Reading text:
+ + +

Hasnat Abdul Hye | Friday, 10 January 2014


At first sight the problem of mass poverty appears to be a part of the general problem of underdevelopment. But the persistence of poverty on a large-scale even in the midst of development makes this perception untenable. It is then realised that not only the economic system but the political economy as a whole, with its local and international linkages, is responsible for the social phenomenon of mass poverty. The process of particular development promoted by the prevailing immature capitalist economic system backed by the network of political and other institutions is then seen as the major cause of impoverishment of the people.
Widespread mass poverty, as it prevails in Bangladesh, therefore, is not an aberration of the system but its essential adjunct, linked to it both as cause and effect. More specifically, it is a reflection of the malfunctioning of the system, a cause of market failure or a case of retarded growth of the market-economy. At the same time, it is also a failure of public policy because government played a dominant role in the past and continues to exert great influence over the market economy, and in that capacity could correct the market failure through various types of interventions, some direct (e.g., land reforms, wage employment, etc.) and others indirect (incentive and regulatory measures for the private sector).
In analysing the causes of poverty many variables are discussed. However much they are based on empirical studies, looking at them separately or even in conjunction, the inter-locking system in which they operate is not immediately visible and readily understood. Basically, these explanatory variables are the negative dimensions of the system (landlessness, low wage, lack of access to credit, etc.). For the small minority, who are the beneficiaries of the system, these are not obstacles to progress. In fact, for them the political economy functions satisfactorily. They are at the heart of the system or better still, at the helm of affairs controlling the invisible hand of the market. The overwhelming majority, the poor, are the outsiders alienated from the mainstream of production and distribution. They are not invisible but, as producers and consumers, they hover at the margin. Figure I shows the manner in which the poor are marginalised by the system.

+ + +

Records in a dataset:
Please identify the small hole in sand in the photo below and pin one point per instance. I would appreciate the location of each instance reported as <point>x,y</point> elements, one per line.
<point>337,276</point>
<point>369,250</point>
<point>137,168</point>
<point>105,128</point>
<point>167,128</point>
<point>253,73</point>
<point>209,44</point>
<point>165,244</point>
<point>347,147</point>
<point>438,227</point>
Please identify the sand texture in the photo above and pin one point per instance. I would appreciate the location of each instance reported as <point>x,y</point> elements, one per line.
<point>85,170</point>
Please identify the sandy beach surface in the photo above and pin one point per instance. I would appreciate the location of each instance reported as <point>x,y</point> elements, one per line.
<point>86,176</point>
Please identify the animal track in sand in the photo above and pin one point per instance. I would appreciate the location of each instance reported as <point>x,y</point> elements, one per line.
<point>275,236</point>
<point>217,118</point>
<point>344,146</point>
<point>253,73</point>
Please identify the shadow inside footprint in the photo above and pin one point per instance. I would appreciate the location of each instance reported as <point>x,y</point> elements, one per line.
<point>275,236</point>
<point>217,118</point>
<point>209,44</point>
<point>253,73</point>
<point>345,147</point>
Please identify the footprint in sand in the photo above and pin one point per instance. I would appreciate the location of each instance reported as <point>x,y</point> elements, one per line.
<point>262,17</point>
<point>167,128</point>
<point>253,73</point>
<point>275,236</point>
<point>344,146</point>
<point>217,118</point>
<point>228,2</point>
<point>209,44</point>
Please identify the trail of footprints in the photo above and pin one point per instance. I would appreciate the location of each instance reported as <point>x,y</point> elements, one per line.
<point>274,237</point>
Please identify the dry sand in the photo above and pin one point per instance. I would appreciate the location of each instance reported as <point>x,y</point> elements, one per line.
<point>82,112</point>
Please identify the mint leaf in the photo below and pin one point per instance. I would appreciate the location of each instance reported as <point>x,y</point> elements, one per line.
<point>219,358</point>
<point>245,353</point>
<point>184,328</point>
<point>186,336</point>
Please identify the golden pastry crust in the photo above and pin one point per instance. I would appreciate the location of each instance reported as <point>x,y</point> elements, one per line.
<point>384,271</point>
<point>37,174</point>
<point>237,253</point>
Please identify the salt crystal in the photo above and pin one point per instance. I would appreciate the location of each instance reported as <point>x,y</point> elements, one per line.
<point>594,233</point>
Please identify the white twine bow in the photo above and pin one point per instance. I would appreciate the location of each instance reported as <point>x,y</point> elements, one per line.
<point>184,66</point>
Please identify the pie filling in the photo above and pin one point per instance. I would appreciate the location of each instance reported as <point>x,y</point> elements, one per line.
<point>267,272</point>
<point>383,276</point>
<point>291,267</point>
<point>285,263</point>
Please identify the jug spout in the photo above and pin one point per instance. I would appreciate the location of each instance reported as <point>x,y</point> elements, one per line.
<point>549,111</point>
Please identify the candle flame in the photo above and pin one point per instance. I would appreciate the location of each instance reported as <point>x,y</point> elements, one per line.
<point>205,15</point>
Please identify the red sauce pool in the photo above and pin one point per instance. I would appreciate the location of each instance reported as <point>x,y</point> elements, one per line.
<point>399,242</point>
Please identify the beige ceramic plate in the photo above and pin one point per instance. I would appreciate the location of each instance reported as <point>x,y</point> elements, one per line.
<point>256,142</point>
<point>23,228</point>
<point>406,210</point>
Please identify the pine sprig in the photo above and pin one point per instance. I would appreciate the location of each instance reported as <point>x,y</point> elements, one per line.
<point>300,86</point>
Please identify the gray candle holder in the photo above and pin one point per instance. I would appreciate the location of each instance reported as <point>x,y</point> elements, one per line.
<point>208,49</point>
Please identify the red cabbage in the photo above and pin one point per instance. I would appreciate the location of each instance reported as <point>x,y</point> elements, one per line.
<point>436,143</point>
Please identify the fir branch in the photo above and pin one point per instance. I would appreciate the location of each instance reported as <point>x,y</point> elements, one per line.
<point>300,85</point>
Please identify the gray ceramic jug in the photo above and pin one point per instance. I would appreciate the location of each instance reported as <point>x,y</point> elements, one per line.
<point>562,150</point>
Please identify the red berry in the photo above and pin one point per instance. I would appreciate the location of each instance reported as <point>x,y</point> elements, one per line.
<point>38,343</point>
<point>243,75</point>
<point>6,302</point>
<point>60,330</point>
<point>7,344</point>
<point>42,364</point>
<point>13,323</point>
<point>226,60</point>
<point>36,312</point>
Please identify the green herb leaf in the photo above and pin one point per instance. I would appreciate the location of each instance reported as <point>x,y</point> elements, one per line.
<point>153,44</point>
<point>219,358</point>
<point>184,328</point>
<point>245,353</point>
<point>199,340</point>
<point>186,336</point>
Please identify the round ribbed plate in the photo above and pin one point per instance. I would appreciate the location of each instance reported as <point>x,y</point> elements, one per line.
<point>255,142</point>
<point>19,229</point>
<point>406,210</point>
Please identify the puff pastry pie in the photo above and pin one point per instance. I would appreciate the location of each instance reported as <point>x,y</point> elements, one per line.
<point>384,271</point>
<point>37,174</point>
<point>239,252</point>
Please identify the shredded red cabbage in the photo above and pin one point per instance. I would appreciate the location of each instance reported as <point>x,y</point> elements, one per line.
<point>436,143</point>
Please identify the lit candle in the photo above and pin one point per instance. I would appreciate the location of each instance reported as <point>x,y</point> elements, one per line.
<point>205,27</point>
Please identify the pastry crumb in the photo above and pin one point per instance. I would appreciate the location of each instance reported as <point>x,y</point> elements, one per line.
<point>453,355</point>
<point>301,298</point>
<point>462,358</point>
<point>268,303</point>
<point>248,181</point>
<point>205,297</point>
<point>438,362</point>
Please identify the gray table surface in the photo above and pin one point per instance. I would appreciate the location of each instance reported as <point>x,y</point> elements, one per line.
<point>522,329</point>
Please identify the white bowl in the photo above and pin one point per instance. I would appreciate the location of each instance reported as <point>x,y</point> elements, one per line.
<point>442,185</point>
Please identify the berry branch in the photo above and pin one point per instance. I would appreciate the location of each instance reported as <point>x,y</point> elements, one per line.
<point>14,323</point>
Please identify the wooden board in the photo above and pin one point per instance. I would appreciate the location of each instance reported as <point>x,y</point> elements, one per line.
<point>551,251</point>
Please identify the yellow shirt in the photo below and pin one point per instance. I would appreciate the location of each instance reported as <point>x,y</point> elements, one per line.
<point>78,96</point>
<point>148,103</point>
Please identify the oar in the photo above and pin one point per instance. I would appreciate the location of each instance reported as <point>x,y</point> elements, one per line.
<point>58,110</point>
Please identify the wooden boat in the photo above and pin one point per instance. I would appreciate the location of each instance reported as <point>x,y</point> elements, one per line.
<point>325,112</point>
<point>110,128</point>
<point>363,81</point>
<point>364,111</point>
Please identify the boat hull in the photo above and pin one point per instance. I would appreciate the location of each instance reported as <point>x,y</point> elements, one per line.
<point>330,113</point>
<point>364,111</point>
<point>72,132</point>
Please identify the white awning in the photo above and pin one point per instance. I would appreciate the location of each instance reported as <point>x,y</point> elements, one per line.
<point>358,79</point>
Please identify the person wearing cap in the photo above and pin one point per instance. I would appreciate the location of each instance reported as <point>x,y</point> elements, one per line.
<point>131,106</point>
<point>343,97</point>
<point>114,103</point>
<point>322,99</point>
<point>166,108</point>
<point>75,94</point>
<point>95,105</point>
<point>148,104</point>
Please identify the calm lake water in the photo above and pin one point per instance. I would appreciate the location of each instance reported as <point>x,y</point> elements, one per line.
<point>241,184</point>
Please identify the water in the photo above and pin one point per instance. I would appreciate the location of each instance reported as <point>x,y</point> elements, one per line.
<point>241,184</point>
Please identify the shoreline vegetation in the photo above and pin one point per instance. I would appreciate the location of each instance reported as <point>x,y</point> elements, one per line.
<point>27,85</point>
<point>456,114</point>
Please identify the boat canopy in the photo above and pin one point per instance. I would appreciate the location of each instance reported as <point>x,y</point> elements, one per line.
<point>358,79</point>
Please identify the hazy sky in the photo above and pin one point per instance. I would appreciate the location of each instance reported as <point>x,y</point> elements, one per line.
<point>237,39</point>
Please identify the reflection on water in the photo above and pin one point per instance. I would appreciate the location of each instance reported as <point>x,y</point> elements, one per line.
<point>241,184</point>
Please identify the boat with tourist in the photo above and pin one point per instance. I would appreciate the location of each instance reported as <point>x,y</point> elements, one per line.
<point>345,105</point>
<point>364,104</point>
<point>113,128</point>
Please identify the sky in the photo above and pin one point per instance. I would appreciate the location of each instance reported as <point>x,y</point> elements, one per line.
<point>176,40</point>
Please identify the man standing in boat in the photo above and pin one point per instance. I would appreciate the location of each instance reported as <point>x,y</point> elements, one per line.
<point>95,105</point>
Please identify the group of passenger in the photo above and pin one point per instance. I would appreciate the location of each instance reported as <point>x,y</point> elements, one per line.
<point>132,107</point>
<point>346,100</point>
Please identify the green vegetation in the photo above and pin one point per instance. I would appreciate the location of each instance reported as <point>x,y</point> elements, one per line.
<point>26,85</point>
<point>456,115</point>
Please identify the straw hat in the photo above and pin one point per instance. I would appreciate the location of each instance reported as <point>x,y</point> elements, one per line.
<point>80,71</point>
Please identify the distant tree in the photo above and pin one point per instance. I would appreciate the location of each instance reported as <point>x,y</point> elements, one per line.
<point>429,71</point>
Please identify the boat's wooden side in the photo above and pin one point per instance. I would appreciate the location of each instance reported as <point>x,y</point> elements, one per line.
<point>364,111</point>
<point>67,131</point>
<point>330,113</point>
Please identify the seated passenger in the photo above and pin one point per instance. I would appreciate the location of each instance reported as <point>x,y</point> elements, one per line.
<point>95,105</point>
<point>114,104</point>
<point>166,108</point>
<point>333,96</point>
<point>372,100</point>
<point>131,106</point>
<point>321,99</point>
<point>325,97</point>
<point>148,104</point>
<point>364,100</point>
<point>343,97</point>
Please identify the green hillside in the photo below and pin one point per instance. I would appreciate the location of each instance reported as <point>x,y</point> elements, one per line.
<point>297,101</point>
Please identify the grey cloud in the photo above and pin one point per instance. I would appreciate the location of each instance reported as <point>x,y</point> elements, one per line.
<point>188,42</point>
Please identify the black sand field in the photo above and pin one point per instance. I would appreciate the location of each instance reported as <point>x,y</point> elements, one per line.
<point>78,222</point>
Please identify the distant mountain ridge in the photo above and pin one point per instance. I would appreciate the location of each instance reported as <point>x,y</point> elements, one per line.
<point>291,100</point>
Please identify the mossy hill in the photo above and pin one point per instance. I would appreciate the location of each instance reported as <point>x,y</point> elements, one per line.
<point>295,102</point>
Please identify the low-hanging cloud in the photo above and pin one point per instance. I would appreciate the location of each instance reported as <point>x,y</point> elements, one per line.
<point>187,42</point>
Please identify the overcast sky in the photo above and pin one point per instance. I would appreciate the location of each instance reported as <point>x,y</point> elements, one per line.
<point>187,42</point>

+ + +

Task instructions:
1) Reproduce the passage on mass poverty between "Hasnat Abdul Hye" and "of the people.", inclusive, word for word.
2) Carry on the passage about mass poverty in Bangladesh from the point where it stops.

Exercise responses:
1)
Hasnat Abdul Hye | Friday, 10 January 2014


At first sight the problem of mass poverty appears to be a part of the general problem of underdevelopment. But the persistence of poverty on a large-scale even in the midst of development makes this perception untenable. It is then realised that not only the economic system but the political economy as a whole, with its local and international linkages, is responsible for the social phenomenon of mass poverty. The process of particular development promoted by the prevailing immature capitalist economic system backed by the network of political and other institutions is then seen as the major cause of impoverishment of the people.

2)
The poor are marginalised through forces at work at two points in the cycle of the market economy, at B and C. Here the well-known explanatory variables can be pressed into service to relate them to the market economy's functioning. At point 'B' the poor are either wholly or largely excluded as investors, because they lack access to the means of production like land and capital. They or their predecessors lost control over the means of production because of the unequal exchange forced on them by market (lower price of goods/crops, higher price of wage goods). This is the origin of the decline of 'exchange entitlement' of the poor. Variables like demographic pressure and natural disasters exacerbate the unequal exchange, but do not give rise to it in the first place.
Facing an unequal exchange as investors/producers, the poor could fall back on wage employment for subsistence, if not a comfortable living (point C). But the slow rate of growth of the GNP (gross national product), the defining characteristics of underdevelopment, is not conducive to employment generation. Even for the employed and underemployed, the unequal exchange in the labour market leaves them no choice but to accept declining real wage. Lack of skill and education make their bargaining power weak or even absent. Deficiency in education and skill and morbidity in turn are the outcome of low income resulting from unemployment and underemployment, creating one of the many vicious circles in which the poor are enmeshed. This is also the second source of the origin of the decline of 'exchange entitlement' faced by the poor.
Propelled by self-interest, the invisible hand of the market not only perpetuates the present form of functioning with the consequence that the share of national income goes disproportionately to those who are guiding the hand by virtue of their command over resources, but also further tilts it in their favour. In developed market economies some investors may become bankrupt when they miscalculate the movement of the 'hand' or lose out in competition. In an underdeveloped market economy, with no or little intervention from the government as 'regulator' or as 'operator', the process of pauperisation shrivels the limited opportunities for the poor to retain their assets, not to speak of acquiring new ones.
But in a country like Bangladesh, the investors as rent seekers with assets rarely suffer any loss of income. Investible surplus are not recycled by them for expanded production because of the presence of alternative opportunities of earning higher profits. So, there is a leakage of savings at point 'A' (Fig. 1), effected by the rich leading to capital transfer not only out of the production cycle of the domestic market economy but across the border as well. This is a normal feature of a retarded capitalist market economy.
To complete the theoretical analysis, the government can modify the functioning of the market system through interventions at 'B' and 'C' i.e. through asset creation for the poor to make them small investors or creation of wage employment to pick up the slack. The higher the size of this intervention, the greater will be the chance of achieving, what has been called, the "critical minimum effort" or the "big push" which pulls the income curve above the poverty line yielding an accelerated and shorter 'U' curve manipulated by the government. The result will be fuller integration of the rural poor into the cycle of the market economy. Apart from the need to accelerate poverty alleviation, massive allocation of resources within a short to medium terms is necessary to avoid routinisation of the innovative and critical effort at the initial stages by the agencies involved. If massive investment in the form of 'big push' is made in terms of resources and efforts, the risk of routinisation of activities for poverty alleviation may be avoided. For those who will be unable to participate in productive activities promoted by government because of physical handicap - old age and illness - a safety net has to be put in place financed through taxation of the various actors in the system.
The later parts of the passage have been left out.